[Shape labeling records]
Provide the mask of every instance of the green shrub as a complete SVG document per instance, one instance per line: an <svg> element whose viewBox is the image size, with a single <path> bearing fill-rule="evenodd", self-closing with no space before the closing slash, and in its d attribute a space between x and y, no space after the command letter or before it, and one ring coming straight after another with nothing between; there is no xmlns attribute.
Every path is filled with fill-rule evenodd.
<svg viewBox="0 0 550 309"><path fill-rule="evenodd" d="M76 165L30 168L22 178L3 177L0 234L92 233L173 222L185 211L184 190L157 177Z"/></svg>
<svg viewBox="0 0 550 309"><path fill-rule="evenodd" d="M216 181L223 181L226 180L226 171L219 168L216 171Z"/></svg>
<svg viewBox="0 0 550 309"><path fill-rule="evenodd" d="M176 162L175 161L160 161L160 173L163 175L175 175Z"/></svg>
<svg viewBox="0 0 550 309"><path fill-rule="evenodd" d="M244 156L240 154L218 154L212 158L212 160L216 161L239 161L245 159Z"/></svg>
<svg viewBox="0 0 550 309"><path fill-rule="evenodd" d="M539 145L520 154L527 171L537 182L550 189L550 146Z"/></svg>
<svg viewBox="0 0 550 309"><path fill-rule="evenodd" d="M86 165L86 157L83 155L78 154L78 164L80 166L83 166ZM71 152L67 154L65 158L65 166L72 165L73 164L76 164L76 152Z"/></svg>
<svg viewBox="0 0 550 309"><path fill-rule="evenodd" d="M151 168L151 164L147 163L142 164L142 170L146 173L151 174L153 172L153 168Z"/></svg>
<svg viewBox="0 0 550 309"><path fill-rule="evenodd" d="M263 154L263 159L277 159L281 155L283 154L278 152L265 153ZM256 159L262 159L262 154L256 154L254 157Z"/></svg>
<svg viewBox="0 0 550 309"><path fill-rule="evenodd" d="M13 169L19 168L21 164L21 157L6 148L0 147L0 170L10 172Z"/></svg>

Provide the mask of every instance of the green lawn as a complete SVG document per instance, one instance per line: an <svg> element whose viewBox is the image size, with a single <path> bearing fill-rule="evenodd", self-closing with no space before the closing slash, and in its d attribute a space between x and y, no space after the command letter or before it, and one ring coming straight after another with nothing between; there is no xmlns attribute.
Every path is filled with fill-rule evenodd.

[Written instruction] Present each line of the listing above as a numbered list, omitting any blank lines.

[Answer to the problem]
1. Provide the mask of every instance of the green shrub as a complete SVG document per instance, one instance per line: an <svg> element whose viewBox is the image size, with a single <path> bearing fill-rule="evenodd", self-closing with no space before the closing slash, and in its d attribute a space between x and y, no space after the command letter or before it, and one ring coming straight after another with nothing between; there is no xmlns attribute.
2. Every path is filled with fill-rule evenodd.
3. <svg viewBox="0 0 550 309"><path fill-rule="evenodd" d="M76 165L30 168L22 178L3 177L0 234L92 233L173 222L185 211L184 190L157 177Z"/></svg>
4. <svg viewBox="0 0 550 309"><path fill-rule="evenodd" d="M216 181L223 181L226 180L226 171L219 168L216 171Z"/></svg>
5. <svg viewBox="0 0 550 309"><path fill-rule="evenodd" d="M176 162L175 161L160 161L160 173L163 175L175 175Z"/></svg>
6. <svg viewBox="0 0 550 309"><path fill-rule="evenodd" d="M244 156L240 154L218 154L212 158L212 160L216 161L239 161L245 159Z"/></svg>
7. <svg viewBox="0 0 550 309"><path fill-rule="evenodd" d="M539 145L520 154L527 171L537 182L550 189L550 146Z"/></svg>
8. <svg viewBox="0 0 550 309"><path fill-rule="evenodd" d="M86 165L86 157L83 155L78 154L78 164L80 166L83 166ZM71 152L67 154L65 158L65 166L72 165L73 164L76 164L76 152Z"/></svg>
9. <svg viewBox="0 0 550 309"><path fill-rule="evenodd" d="M151 168L151 164L147 163L142 164L142 170L146 173L151 174L153 172L153 168Z"/></svg>
10. <svg viewBox="0 0 550 309"><path fill-rule="evenodd" d="M263 154L263 159L277 159L281 155L283 154L278 152L265 153ZM256 159L262 159L262 154L256 154L254 157Z"/></svg>
11. <svg viewBox="0 0 550 309"><path fill-rule="evenodd" d="M13 169L19 168L21 164L21 157L6 148L0 147L0 170L10 172Z"/></svg>
12. Provide the mask of every instance of the green lawn as a complete SVG document per instance, one instance per line: an <svg> element whose viewBox is the image size, with a single <path> bearing fill-rule="evenodd", self-closing with no space before the closing slash, and in its d attribute a space between x and y, no space after the command letter or before it, and one ring coming straight after another with nothing between; there is no xmlns attribute.
13. Every path is filled with fill-rule evenodd.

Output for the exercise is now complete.